QUOTED TEXT:
"""

Cake Review: Vegan, Gluten Free & Refined Sugar Free – Holly Tree Kitchen

Photo of a brown and cream swirled cake laid out with a floral plate.

Click below to play an audio version of this post 🙂

The box was bigger than I expected. Inside, it wasn’t a box at all, but a cake-cooling fortress. A layer of metallic bubble wrap-like insulation, brown paper, cool packs (which must’ve been ice before it was sent out, but were now mostly cold water with one stray ice-ball in the middle of a single pack). And then, the inner box. More paper, a plastic edging around the cake itself with little circles of specially cut paper still covering the top of… A 12-slice, chocolate raw cake. With biscuity base and cheesecake-like topping. Plant based/vegan, gluten free, refined sugar free… And all from an independent business run by Holly, who has chronic illnesses herself. So basically heaven. In a box. Delivered to me.

"""

DIRECTIVE 1:
Which lines of the listing contain the word "floor"? Find each one and copy it out.
The cake review above and the listing that comes after it are unrelated.

EXERCISE MATERIALS:

"""

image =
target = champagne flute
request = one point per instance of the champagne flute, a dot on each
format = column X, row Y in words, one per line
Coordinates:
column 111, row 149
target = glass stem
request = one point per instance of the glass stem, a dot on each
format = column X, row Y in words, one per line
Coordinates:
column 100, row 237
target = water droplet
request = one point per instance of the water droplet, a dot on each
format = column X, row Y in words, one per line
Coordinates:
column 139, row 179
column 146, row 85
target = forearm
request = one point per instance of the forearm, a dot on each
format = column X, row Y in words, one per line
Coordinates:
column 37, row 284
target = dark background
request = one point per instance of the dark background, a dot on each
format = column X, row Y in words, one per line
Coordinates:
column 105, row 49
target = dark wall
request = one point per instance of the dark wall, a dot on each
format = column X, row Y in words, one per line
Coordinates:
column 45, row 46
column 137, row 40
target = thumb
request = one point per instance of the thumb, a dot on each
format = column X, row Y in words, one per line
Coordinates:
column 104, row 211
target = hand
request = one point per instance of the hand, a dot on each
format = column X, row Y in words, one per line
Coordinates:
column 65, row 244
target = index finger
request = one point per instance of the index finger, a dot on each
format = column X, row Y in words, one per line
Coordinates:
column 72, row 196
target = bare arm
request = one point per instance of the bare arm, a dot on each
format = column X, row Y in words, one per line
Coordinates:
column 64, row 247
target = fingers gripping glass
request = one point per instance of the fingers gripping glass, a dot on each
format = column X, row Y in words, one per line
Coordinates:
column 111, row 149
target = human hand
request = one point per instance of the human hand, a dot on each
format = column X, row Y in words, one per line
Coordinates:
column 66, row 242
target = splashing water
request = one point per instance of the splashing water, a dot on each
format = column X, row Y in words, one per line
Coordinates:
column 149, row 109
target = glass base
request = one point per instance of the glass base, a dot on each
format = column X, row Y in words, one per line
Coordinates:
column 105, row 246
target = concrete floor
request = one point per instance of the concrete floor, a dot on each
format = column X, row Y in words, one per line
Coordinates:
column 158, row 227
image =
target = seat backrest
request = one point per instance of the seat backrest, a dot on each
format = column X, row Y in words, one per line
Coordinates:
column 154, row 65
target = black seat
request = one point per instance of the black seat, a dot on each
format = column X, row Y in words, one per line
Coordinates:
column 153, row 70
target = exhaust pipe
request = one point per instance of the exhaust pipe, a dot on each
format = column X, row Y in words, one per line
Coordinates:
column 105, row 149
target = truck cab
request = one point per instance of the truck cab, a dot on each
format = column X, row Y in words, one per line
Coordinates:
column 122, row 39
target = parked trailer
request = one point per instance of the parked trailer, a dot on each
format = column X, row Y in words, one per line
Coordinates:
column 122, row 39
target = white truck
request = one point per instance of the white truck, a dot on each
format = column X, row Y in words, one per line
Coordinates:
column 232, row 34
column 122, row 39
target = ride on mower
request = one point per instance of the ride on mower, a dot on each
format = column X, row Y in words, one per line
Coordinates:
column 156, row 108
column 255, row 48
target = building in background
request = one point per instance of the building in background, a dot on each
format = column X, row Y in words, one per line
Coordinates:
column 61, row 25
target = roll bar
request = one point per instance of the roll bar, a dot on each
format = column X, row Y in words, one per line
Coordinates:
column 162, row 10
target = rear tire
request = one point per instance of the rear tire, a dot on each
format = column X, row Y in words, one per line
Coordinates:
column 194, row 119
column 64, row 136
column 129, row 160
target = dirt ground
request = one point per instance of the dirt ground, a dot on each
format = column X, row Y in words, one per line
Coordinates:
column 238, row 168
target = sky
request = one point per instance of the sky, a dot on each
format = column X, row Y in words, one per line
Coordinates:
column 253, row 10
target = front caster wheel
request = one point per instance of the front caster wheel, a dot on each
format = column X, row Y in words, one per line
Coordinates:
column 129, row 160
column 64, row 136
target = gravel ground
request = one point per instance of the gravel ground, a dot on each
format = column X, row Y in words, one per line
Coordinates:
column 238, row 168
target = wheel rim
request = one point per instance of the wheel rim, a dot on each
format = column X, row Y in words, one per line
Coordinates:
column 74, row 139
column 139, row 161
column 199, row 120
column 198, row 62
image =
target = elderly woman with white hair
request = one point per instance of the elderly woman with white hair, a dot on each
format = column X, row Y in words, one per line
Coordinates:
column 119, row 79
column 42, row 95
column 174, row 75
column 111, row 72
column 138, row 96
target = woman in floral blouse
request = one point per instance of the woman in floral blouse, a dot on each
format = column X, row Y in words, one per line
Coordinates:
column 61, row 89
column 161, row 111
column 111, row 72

"""

DIRECTIVE 2:
Can you copy the part of the cake review starting with "Click below to" and going on through "Delivered to me.", word for word?

ANSWER 1:
target = concrete floor
request = one point per instance of the concrete floor, a dot on each

ANSWER 2:
Click below to play an audio version of this post 🙂

The box was bigger than I expected. Inside, it wasn’t a box at all, but a cake-cooling fortress. A layer of metallic bubble wrap-like insulation, brown paper, cool packs (which must’ve been ice before it was sent out, but were now mostly cold water with one stray ice-ball in the middle of a single pack). And then, the inner box. More paper, a plastic edging around the cake itself with little circles of specially cut paper still covering the top of… A 12-slice, chocolate raw cake. With biscuity base and cheesecake-like topping. Plant based/vegan, gluten free, refined sugar free… And all from an independent business run by Holly, who has chronic illnesses herself. So basically heaven. In a box. Delivered to me.